Start of Text passage
Shattered Air details the stories of those involved in the tragic events that took place on the top of Half Dome during a violent thunderstorm on July 25, 1985. The book looks at several groups that were on the mountain that day, but the main focus is a group of nine hikers, and in particular their two leaders, Adrian Esteban and Tom Rice. Madgic spends quite a bit of time looking at the histories of these two friends. Occasionally this information seems a bit peripheral, but for the most part he does a wonderful job at fleshing out their personalities and tendencies.

It is hard not to compare this book with John Krakauer’s, Into The Wild; it is the story of real, and therefore imperfect, people whose proclivity for risk and thrill seeking seems to make them prime candidates for the kind of unfortunate scenarios that unfold in this book. The tragedy at the core of this story was not a case of naive people in over their heads. The leaders of this trip had years of experience in the outdoors and they took great pride in their physical prowess and their abilities to confront fear.
End of Text passage
▶ **Tasks**
A: Repeat the listing word for word from its first line through the line that contains "[(391, 80), (155, 93)]", and leave out the pictures.
B: Write the next part of the Half Dome book review, starting right after its last sentence.
Start of Data provided
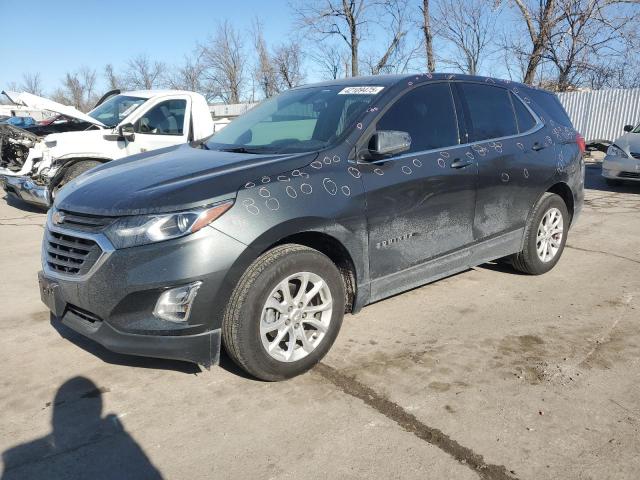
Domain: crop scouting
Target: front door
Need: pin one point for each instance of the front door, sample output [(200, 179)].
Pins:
[(420, 203)]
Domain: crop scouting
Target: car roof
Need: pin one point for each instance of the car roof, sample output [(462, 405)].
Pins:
[(391, 80), (155, 93)]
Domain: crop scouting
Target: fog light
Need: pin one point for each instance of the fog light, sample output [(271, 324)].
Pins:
[(175, 304)]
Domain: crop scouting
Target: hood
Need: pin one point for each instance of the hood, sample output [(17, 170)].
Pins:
[(629, 142), (169, 179), (38, 103)]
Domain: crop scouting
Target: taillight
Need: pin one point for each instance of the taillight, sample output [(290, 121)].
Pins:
[(582, 145)]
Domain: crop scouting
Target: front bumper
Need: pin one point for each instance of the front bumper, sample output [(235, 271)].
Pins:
[(113, 302), (618, 168), (24, 189)]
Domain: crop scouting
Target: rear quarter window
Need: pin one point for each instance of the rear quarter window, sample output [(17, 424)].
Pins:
[(551, 107), (489, 111)]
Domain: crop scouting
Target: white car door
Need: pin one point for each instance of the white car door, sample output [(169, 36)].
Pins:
[(164, 124)]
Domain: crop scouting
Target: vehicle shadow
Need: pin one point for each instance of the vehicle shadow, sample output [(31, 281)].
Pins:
[(114, 358), (82, 443)]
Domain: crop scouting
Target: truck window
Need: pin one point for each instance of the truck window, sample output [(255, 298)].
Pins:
[(427, 114), (166, 118), (489, 111)]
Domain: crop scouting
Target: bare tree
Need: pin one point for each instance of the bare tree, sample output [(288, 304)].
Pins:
[(143, 73), (287, 60), (112, 80), (265, 69), (78, 89), (590, 36), (329, 59), (344, 19), (32, 83), (540, 18), (189, 75), (392, 16), (469, 27), (427, 31), (224, 63)]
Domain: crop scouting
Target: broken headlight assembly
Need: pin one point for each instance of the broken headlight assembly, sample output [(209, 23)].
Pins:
[(144, 229)]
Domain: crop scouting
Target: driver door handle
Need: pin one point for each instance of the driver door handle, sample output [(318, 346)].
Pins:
[(461, 163)]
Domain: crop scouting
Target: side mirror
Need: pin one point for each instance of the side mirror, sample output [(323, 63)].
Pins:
[(389, 142), (127, 132)]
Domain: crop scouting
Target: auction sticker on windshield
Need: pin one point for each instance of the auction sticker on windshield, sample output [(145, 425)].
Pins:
[(360, 90)]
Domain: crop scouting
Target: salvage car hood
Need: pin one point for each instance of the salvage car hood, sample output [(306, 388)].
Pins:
[(38, 103), (169, 179), (629, 142)]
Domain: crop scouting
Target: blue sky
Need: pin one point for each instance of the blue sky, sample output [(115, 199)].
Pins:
[(55, 36)]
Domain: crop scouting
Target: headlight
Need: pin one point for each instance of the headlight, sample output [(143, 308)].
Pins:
[(141, 230), (616, 151)]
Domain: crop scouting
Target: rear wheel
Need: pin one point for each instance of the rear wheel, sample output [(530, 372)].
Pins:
[(545, 236), (285, 313)]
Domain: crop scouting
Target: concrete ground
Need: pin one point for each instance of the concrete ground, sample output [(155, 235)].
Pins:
[(487, 374)]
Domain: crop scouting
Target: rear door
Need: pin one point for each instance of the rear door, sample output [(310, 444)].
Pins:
[(504, 138), (420, 203)]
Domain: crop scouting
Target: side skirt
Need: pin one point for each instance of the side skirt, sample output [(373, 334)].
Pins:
[(446, 265)]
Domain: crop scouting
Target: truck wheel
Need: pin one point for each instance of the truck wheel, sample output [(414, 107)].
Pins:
[(72, 172), (545, 236), (285, 312)]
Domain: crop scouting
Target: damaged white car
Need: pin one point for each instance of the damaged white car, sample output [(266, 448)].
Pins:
[(33, 168)]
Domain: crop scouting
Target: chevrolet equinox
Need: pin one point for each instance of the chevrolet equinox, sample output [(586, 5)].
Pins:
[(315, 203)]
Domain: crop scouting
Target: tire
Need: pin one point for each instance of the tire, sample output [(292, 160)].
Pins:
[(247, 316), (612, 182), (72, 172), (529, 260)]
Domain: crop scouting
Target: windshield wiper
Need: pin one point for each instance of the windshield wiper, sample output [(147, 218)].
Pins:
[(240, 150)]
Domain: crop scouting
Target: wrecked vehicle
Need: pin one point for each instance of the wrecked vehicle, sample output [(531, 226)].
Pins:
[(34, 168), (315, 203)]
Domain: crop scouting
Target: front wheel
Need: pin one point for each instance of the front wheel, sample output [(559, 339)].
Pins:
[(545, 236), (285, 312)]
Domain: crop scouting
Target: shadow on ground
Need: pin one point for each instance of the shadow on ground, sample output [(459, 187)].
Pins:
[(82, 443)]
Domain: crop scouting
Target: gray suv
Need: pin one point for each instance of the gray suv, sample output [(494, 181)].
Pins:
[(314, 204)]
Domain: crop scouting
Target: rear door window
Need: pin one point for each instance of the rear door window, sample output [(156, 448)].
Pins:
[(523, 116), (488, 111), (427, 114)]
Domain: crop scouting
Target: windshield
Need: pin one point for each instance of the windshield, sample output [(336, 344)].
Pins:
[(117, 108), (300, 120)]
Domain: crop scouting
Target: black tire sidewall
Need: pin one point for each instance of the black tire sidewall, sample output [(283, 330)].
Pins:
[(551, 201), (258, 361)]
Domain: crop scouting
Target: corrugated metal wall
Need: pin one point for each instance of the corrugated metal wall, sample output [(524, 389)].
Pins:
[(601, 114)]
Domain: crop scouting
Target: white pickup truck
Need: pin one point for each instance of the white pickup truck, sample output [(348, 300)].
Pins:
[(33, 168)]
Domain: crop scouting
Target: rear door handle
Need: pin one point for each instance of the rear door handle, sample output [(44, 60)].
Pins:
[(461, 163)]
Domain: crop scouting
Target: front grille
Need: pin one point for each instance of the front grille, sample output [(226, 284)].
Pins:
[(83, 314), (69, 254), (87, 223)]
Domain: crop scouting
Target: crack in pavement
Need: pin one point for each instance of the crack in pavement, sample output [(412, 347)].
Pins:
[(411, 424), (622, 257)]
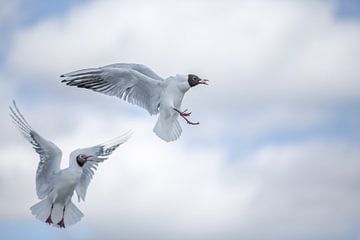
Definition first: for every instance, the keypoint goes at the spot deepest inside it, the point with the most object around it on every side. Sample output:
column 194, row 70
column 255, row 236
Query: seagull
column 138, row 84
column 55, row 186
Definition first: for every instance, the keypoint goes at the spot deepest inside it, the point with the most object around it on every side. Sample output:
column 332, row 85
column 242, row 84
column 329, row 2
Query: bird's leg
column 61, row 224
column 185, row 114
column 49, row 220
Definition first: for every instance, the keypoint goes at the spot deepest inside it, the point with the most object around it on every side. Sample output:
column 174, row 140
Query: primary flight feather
column 139, row 85
column 55, row 186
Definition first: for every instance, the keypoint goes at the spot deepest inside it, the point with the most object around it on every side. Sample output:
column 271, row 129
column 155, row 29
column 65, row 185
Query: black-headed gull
column 139, row 85
column 55, row 186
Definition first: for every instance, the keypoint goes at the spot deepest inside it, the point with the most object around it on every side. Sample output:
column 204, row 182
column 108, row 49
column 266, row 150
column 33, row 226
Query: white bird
column 139, row 85
column 55, row 186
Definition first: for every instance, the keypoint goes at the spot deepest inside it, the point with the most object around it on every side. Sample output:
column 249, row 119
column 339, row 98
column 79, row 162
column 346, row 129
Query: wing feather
column 50, row 154
column 100, row 153
column 134, row 83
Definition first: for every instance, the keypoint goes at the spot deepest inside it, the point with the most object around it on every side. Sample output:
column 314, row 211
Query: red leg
column 184, row 115
column 49, row 220
column 61, row 224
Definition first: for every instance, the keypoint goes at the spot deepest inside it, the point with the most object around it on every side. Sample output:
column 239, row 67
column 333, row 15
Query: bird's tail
column 72, row 214
column 42, row 209
column 168, row 129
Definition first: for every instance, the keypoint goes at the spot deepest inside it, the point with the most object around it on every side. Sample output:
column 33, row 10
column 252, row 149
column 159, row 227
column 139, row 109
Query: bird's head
column 195, row 80
column 81, row 159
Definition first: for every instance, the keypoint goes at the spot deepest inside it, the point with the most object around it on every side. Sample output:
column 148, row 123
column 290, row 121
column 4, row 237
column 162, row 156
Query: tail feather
column 168, row 129
column 41, row 210
column 72, row 214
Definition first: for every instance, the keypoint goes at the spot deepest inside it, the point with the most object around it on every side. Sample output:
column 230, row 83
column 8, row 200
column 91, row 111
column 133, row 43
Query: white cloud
column 274, row 66
column 253, row 51
column 170, row 191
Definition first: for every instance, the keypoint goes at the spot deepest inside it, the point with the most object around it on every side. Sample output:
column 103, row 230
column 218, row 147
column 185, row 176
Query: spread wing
column 100, row 153
column 134, row 83
column 50, row 154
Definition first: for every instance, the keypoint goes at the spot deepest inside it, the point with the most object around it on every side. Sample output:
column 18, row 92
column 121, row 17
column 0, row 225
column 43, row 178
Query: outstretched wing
column 50, row 154
column 100, row 153
column 134, row 83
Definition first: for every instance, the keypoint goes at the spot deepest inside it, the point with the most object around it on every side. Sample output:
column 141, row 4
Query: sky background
column 276, row 154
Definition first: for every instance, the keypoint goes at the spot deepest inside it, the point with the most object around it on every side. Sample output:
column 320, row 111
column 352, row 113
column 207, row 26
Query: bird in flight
column 138, row 84
column 55, row 186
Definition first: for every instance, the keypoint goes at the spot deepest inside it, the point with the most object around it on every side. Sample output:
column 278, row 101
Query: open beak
column 87, row 158
column 204, row 81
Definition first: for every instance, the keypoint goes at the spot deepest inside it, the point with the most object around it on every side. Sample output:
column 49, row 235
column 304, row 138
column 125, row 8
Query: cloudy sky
column 276, row 154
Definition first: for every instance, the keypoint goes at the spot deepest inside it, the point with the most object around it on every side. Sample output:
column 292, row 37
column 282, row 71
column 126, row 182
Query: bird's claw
column 49, row 220
column 61, row 224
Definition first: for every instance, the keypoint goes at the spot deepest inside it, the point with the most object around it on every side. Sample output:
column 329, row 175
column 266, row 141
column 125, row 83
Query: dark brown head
column 82, row 159
column 195, row 80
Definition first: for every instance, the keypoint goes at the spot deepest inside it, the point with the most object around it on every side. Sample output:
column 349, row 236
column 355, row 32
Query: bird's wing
column 134, row 83
column 100, row 153
column 50, row 154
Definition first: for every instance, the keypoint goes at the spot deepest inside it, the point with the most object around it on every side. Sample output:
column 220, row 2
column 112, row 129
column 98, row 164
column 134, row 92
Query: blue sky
column 276, row 155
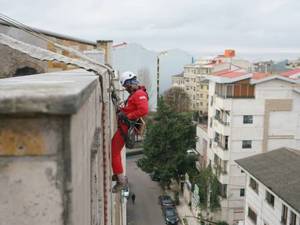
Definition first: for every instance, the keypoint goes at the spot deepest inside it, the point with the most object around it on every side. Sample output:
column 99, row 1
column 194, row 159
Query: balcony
column 223, row 103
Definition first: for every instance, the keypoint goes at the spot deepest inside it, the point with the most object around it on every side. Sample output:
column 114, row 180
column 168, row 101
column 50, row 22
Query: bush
column 177, row 198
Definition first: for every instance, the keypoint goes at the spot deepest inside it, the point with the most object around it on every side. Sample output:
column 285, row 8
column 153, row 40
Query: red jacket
column 136, row 105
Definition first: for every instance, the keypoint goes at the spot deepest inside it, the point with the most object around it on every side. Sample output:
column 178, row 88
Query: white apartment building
column 194, row 78
column 272, row 191
column 194, row 82
column 248, row 114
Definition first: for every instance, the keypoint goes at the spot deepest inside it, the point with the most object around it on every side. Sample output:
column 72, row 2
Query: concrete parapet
column 51, row 150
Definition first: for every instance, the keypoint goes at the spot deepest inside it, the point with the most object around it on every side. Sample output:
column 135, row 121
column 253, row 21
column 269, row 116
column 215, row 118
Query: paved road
column 146, row 210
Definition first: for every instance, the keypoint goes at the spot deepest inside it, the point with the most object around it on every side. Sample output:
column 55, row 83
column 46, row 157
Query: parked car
column 126, row 192
column 165, row 200
column 170, row 215
column 155, row 176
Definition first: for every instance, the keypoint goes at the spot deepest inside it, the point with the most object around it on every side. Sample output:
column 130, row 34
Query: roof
column 123, row 44
column 50, row 93
column 279, row 171
column 53, row 34
column 230, row 76
column 259, row 75
column 230, row 73
column 178, row 75
column 290, row 73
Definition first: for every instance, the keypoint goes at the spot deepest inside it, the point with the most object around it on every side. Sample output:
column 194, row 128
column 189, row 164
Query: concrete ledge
column 49, row 93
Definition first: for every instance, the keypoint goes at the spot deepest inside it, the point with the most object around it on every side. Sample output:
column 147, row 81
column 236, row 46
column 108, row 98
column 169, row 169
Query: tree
column 169, row 134
column 207, row 182
column 178, row 99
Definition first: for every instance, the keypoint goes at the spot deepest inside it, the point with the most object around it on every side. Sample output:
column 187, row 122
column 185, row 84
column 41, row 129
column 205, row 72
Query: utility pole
column 208, row 201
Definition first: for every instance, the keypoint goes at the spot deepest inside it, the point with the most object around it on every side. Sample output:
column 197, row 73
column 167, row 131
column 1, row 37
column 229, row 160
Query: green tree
column 207, row 181
column 169, row 134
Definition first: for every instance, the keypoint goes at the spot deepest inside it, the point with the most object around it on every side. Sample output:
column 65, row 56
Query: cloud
column 193, row 25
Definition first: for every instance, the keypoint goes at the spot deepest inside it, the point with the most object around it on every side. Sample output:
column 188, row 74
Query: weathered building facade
column 55, row 134
column 14, row 63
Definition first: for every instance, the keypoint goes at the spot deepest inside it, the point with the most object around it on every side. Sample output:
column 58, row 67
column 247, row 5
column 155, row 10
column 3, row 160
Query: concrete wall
column 12, row 60
column 266, row 214
column 55, row 150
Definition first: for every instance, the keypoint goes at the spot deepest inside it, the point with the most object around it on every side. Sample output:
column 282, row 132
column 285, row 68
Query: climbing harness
column 135, row 127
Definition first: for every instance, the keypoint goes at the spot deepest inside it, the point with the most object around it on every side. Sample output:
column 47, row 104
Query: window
column 242, row 192
column 284, row 215
column 253, row 184
column 293, row 218
column 270, row 198
column 252, row 215
column 223, row 190
column 247, row 144
column 247, row 119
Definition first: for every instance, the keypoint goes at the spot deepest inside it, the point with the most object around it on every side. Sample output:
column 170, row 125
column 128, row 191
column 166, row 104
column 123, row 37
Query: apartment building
column 194, row 78
column 272, row 188
column 249, row 113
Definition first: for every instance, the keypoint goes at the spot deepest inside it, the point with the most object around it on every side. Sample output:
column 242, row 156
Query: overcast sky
column 249, row 26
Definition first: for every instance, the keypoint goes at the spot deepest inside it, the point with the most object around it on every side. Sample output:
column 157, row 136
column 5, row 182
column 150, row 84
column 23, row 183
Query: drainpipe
column 106, row 46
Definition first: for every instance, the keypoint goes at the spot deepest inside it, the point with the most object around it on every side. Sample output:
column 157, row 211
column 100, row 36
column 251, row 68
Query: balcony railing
column 225, row 123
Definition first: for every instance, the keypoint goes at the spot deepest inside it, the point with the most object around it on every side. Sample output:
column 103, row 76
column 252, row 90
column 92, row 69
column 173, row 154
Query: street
column 146, row 210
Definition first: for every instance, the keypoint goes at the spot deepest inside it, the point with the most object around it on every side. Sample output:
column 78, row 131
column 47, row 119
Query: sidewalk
column 185, row 212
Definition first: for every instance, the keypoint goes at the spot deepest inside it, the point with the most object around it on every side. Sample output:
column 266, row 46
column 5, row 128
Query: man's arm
column 141, row 102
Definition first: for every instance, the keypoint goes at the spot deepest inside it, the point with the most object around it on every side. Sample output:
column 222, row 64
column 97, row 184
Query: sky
column 197, row 26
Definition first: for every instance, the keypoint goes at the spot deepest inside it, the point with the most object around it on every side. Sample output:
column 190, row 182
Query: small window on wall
column 270, row 198
column 253, row 184
column 252, row 215
column 293, row 219
column 247, row 144
column 242, row 192
column 247, row 119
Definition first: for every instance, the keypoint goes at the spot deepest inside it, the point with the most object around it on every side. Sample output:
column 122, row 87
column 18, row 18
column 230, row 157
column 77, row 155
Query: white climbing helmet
column 126, row 76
End of Data provided
▶ **Answers for the tasks**
A:
Domain: crop scouting
Target: front door
Need: pin one point for each instance of the front door, sample output [(200, 179)].
Pins:
[(420, 203)]
Domain: crop scouting
Target: car roof
Need: pin one point for each instance of the car roof, sample output [(462, 405)].
Pins:
[(391, 80), (155, 93)]

B:
Shattered Air is a no-holds-barred look at what happens when human bravado meets up with the sheer power and violence possible in nature. Storms like the one on July 25 are common in Yosemite and lightning strikes on Half Dome are the rule, not the exception. The decision to be on top of Half Dome during this storm would leave two hikers dead and forever change the lives of those who survived. Luckily for the seven survivors, there were other people on the mountain that day. Without their help, and that of the rangers and medi-flight crews, more people certainly would have died. The book concludes by following up with the survivors, illuminating how this event will continue to form and affect them for the rest of their lives.